Directions ▸
Quote the records below word for word, from the line containing "task: trace the outline of every instance of the hillside" through the line containing "236 125 L 236", including both of those lines. Leave the pictures out of your answer.
....................
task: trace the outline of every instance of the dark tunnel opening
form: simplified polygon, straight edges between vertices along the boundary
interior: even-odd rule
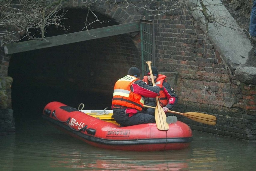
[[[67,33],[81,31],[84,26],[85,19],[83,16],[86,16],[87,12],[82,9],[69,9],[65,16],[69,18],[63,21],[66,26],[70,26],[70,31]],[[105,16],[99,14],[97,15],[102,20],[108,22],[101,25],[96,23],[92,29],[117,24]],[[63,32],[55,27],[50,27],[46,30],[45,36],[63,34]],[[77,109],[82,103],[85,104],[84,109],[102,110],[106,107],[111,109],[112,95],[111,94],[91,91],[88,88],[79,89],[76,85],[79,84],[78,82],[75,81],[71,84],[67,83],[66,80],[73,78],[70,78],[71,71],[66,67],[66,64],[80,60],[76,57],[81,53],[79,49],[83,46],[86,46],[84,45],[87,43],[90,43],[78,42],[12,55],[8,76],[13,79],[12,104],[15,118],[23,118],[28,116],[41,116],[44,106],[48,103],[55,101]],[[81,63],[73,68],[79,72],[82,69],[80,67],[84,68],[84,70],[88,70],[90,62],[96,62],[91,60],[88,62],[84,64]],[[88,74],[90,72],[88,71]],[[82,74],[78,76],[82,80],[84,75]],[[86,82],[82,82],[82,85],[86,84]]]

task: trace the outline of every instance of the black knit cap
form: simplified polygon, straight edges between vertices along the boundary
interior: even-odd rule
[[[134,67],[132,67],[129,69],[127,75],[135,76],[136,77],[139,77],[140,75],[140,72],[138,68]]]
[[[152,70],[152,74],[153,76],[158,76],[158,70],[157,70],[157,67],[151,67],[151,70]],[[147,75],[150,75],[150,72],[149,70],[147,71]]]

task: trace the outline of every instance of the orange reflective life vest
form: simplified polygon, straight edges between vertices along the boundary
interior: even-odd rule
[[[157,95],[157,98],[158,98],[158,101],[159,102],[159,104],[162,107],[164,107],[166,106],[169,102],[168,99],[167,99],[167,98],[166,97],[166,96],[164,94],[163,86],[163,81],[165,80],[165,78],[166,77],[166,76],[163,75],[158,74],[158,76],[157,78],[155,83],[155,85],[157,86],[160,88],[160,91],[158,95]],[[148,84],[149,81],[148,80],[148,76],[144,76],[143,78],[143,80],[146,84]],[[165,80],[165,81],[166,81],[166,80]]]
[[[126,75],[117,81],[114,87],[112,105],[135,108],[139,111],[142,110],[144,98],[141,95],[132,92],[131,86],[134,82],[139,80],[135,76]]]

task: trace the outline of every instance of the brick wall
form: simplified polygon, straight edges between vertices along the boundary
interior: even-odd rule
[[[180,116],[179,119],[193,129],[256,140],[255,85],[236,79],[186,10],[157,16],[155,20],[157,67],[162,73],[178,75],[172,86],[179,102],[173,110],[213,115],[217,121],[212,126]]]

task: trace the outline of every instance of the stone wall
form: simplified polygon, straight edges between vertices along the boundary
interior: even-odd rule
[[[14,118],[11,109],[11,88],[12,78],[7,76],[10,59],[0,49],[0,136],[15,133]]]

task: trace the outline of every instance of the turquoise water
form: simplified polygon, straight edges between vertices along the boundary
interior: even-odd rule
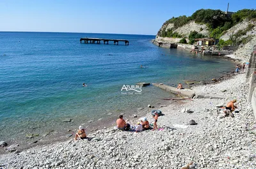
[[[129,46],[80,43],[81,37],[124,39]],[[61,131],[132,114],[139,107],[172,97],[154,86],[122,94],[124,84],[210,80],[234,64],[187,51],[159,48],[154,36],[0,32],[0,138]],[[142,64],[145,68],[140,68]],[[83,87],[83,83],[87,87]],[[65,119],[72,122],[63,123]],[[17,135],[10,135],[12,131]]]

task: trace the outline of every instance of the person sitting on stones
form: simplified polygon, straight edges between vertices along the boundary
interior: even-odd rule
....................
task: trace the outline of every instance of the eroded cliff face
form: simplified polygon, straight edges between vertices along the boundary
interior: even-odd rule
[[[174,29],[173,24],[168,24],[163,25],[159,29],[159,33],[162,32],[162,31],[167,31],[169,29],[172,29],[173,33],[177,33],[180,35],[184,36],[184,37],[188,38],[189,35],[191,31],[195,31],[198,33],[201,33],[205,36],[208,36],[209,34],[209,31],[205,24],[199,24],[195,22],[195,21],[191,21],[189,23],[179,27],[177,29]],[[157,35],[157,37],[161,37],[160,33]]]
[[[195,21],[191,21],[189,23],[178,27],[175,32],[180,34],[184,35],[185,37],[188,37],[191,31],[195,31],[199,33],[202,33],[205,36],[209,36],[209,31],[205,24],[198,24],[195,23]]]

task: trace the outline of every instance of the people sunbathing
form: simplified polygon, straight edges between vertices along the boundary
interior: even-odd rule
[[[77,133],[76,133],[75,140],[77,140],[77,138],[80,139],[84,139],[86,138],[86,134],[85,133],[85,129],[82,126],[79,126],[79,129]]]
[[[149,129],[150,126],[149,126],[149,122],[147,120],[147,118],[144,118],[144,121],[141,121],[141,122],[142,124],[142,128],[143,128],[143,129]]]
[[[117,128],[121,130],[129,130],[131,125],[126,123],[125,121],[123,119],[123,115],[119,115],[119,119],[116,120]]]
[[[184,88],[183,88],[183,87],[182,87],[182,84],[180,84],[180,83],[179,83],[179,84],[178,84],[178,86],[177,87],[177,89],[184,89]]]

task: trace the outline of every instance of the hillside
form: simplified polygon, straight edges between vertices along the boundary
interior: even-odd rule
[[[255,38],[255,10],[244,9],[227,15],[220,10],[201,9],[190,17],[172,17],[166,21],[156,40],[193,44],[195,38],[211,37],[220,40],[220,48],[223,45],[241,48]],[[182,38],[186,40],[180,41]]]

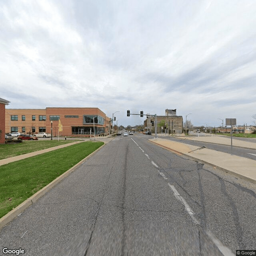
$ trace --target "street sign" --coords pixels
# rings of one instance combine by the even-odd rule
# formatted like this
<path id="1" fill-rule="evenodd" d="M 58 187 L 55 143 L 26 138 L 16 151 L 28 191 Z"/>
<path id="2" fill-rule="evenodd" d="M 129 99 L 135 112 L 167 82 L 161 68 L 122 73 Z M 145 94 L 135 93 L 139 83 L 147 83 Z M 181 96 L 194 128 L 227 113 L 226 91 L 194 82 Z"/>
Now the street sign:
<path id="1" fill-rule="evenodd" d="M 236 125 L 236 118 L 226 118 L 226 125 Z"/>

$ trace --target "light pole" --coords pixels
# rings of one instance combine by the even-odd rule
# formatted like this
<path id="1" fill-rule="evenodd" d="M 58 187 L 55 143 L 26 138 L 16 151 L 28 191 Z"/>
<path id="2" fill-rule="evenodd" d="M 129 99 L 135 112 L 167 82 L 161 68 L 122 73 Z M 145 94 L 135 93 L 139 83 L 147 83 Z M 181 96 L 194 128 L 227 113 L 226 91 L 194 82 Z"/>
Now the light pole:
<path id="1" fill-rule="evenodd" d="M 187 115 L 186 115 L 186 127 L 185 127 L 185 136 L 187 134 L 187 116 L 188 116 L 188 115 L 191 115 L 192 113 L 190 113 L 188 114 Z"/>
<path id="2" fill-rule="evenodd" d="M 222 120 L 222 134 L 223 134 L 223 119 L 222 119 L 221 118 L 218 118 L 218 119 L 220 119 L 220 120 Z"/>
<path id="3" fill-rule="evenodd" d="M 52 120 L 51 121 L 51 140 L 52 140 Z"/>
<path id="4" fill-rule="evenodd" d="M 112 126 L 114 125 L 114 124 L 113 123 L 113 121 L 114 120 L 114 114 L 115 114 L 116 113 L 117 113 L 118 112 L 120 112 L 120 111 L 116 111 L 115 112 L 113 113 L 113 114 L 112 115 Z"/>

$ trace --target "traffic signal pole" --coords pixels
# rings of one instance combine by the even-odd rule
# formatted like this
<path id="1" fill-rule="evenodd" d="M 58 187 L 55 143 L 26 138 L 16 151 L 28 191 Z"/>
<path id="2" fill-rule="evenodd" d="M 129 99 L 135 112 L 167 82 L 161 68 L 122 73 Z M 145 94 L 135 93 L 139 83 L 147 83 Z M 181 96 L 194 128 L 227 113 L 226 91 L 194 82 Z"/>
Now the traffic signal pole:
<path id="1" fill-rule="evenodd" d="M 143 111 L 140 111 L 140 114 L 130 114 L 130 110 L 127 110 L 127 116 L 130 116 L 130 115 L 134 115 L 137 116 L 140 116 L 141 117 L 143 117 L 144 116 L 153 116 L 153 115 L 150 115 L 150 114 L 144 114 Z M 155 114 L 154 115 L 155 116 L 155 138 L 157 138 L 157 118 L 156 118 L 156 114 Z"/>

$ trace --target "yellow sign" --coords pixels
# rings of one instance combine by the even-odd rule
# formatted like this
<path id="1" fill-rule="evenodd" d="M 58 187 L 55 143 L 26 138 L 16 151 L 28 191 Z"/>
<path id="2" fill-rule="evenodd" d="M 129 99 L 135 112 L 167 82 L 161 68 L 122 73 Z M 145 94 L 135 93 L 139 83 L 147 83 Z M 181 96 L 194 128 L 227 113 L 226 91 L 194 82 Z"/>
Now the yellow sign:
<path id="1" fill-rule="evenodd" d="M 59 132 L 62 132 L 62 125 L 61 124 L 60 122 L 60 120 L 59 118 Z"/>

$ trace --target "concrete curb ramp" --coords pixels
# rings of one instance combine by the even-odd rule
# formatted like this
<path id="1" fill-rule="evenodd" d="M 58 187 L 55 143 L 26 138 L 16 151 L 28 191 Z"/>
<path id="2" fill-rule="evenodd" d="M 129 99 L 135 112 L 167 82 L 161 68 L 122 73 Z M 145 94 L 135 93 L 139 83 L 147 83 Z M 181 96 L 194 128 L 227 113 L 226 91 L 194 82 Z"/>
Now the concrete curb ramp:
....................
Task answer ▸
task: trace the outline of every instance of the hillside
form: simplified polygon, straight edges between vertices along the boundary
interior: even-odd rule
[[[255,38],[255,10],[244,9],[227,15],[220,10],[201,9],[190,17],[172,17],[166,21],[156,40],[193,44],[195,38],[211,37],[220,40],[220,48],[223,45],[241,48]],[[182,38],[186,40],[180,41]]]

$ trace --target "street sign" --coords pixels
# rings of one instance combine by the even-odd rule
# formatted like this
<path id="1" fill-rule="evenodd" d="M 58 187 L 55 143 L 26 138 L 16 151 L 28 191 Z"/>
<path id="2" fill-rule="evenodd" d="M 129 99 L 135 112 L 167 82 L 161 68 L 122 73 Z M 145 94 L 135 93 L 139 83 L 147 83 Z M 181 96 L 194 128 L 227 113 L 226 91 L 194 82 Z"/>
Now the street sign:
<path id="1" fill-rule="evenodd" d="M 236 125 L 236 118 L 226 118 L 226 125 Z"/>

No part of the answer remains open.